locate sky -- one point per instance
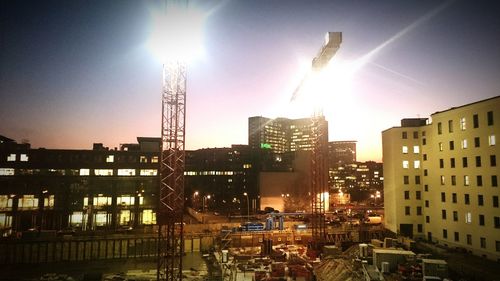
(74, 73)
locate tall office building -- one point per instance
(441, 178)
(284, 135)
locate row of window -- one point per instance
(463, 123)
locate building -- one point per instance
(282, 135)
(441, 178)
(100, 189)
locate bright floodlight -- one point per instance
(177, 33)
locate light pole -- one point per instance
(248, 207)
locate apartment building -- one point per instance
(441, 178)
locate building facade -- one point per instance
(441, 178)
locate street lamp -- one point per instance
(248, 206)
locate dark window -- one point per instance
(490, 118)
(475, 120)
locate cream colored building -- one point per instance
(441, 178)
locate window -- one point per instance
(405, 149)
(468, 217)
(480, 200)
(481, 220)
(463, 124)
(483, 242)
(416, 149)
(490, 118)
(477, 142)
(464, 143)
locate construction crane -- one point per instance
(319, 150)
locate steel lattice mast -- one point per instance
(171, 196)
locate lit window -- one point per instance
(11, 158)
(148, 172)
(110, 159)
(126, 172)
(6, 171)
(491, 140)
(103, 172)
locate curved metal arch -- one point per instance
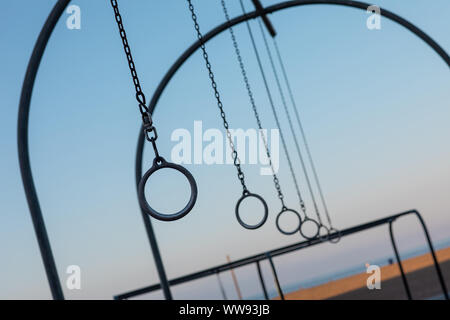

+++

#### [WHAT TO WORK ON]
Put every line of all the rows above into a numbered list, skipping blank lines. Leave out the pictures.

#### [RESPONSE TO THE EXERCISE]
1. locate sky -- one point per instance
2. (74, 73)
3. locate tall office building -- one point per instance
4. (441, 178)
5. (284, 135)
6. locate row of window -- one point per instance
7. (463, 123)
8. locate building -- one point per instance
9. (282, 135)
10. (441, 178)
11. (100, 189)
12. locate bright floodlight -- one point per instance
13. (177, 33)
14. locate light pole -- one point per instance
15. (248, 207)
16. locate apartment building -- one point per instance
17. (441, 178)
18. locate building facade -- one point per instance
19. (441, 178)
20. locate street lamp -- one point per instance
21. (248, 206)
22. locate dark window -- one point per instance
23. (490, 118)
24. (475, 120)
25. locate cream colored building -- one point per instance
26. (441, 178)
27. locate window -- one point per instance
28. (405, 149)
29. (468, 217)
30. (480, 200)
31. (481, 220)
32. (463, 124)
33. (483, 242)
34. (416, 149)
35. (490, 118)
36. (477, 142)
37. (464, 143)
38. locate construction crane -- one point per instance
39. (319, 150)
40. locate steel lattice mast -- one point per instance
41. (171, 196)
42. locate lit window -- one point per instance
43. (11, 158)
44. (148, 172)
45. (110, 159)
46. (126, 172)
47. (6, 171)
48. (491, 140)
49. (103, 172)
50. locate curved metal arch -- one point per instance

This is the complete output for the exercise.